JOB -
Copy out every item below word for word, leaving the pictures out of your answer.

RAW DATA -
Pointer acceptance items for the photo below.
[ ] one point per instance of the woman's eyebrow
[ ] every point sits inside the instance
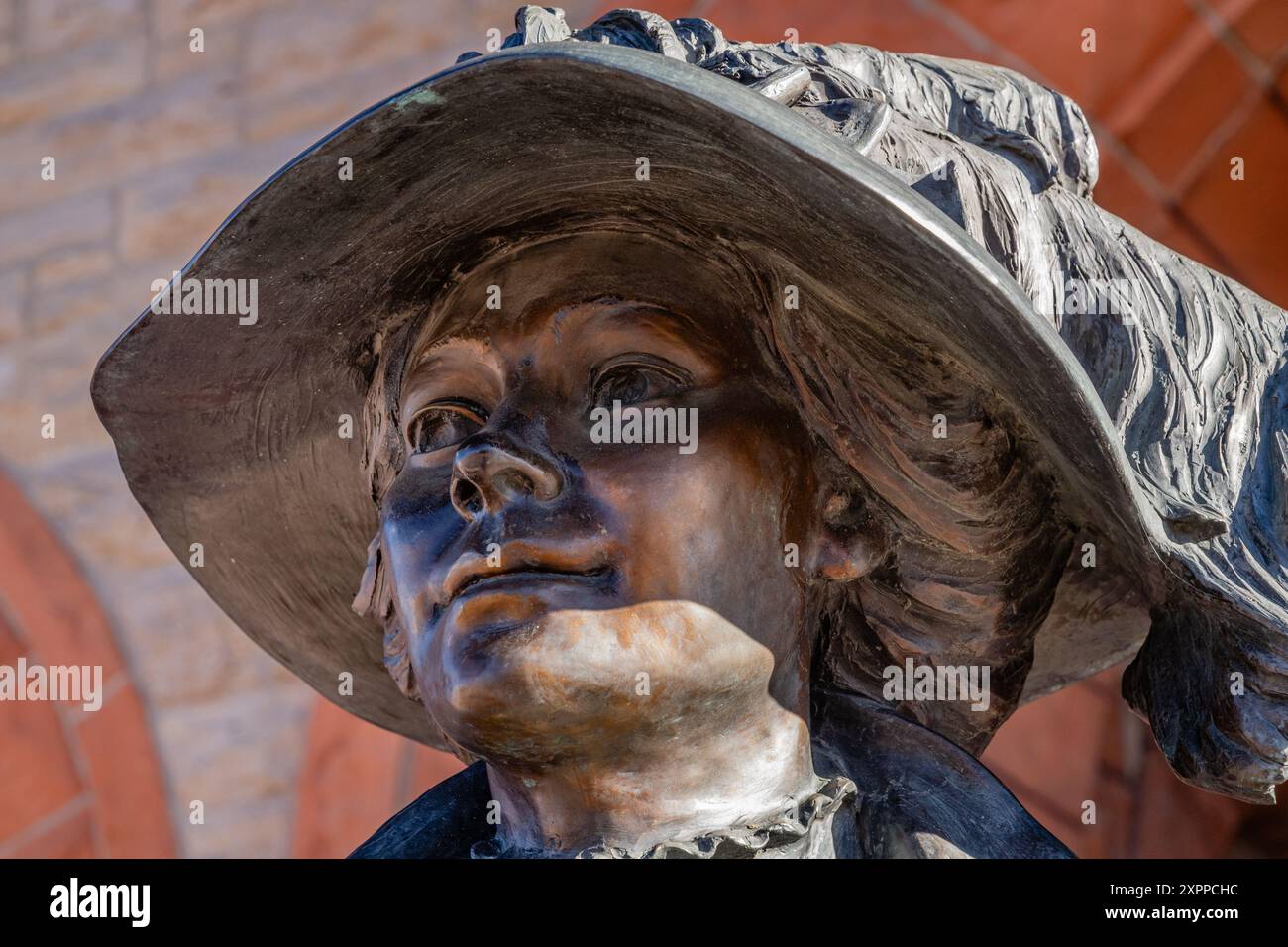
(476, 348)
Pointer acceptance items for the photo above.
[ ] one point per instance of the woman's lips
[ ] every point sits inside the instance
(498, 579)
(522, 564)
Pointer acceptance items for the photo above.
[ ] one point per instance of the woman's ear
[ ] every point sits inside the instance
(848, 543)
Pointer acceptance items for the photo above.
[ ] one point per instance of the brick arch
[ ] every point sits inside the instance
(72, 783)
(355, 777)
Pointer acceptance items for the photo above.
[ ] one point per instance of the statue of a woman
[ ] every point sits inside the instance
(737, 434)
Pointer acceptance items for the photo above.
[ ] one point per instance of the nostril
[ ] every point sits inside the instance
(513, 483)
(467, 499)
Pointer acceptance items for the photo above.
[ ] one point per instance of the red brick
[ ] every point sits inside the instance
(38, 772)
(46, 592)
(1244, 218)
(1188, 114)
(1047, 35)
(130, 808)
(426, 770)
(1052, 745)
(347, 787)
(69, 836)
(1263, 27)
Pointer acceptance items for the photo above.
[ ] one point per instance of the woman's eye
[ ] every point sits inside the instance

COMPLETE OUTPUT -
Pointer acceptance items for the photo below.
[ ] one point per instance of the woman's eyebrow
[ ] every point sits inside the instance
(476, 348)
Pointer acceptance items for the photo above.
[ ] one point per instance of the woman's lips
[ ] every point sits inside the instance
(498, 579)
(522, 564)
Pointer acceptance items for the photo above.
[ ] one point per instance of the woman's ear
[ ] every point sits inside the instance
(848, 543)
Pointer acceptance items for the photo above.
[ ] one point per instance of the brick arch
[ ] every point sits inside the instance
(72, 783)
(355, 777)
Pointer acceptance items for the photo above.
[ ] one point per instance of the statue of a woman
[ ] every point sits inside the instance
(737, 434)
Pointer acceptance items for the photo above.
[ ] one point per instance of the nostril
[ ] every point sits inside the instance
(513, 483)
(467, 499)
Pointer acceptance items for the photo above.
[ ] one point per instance of the red brick
[ ] every point sits inside the instance
(38, 772)
(46, 592)
(1244, 218)
(1188, 114)
(1047, 35)
(130, 808)
(426, 770)
(1052, 745)
(347, 787)
(69, 836)
(1263, 27)
Pointer acceptance items for the photo above.
[ ] one point per instance of the woman's eye
[ ] every point sits inside the instance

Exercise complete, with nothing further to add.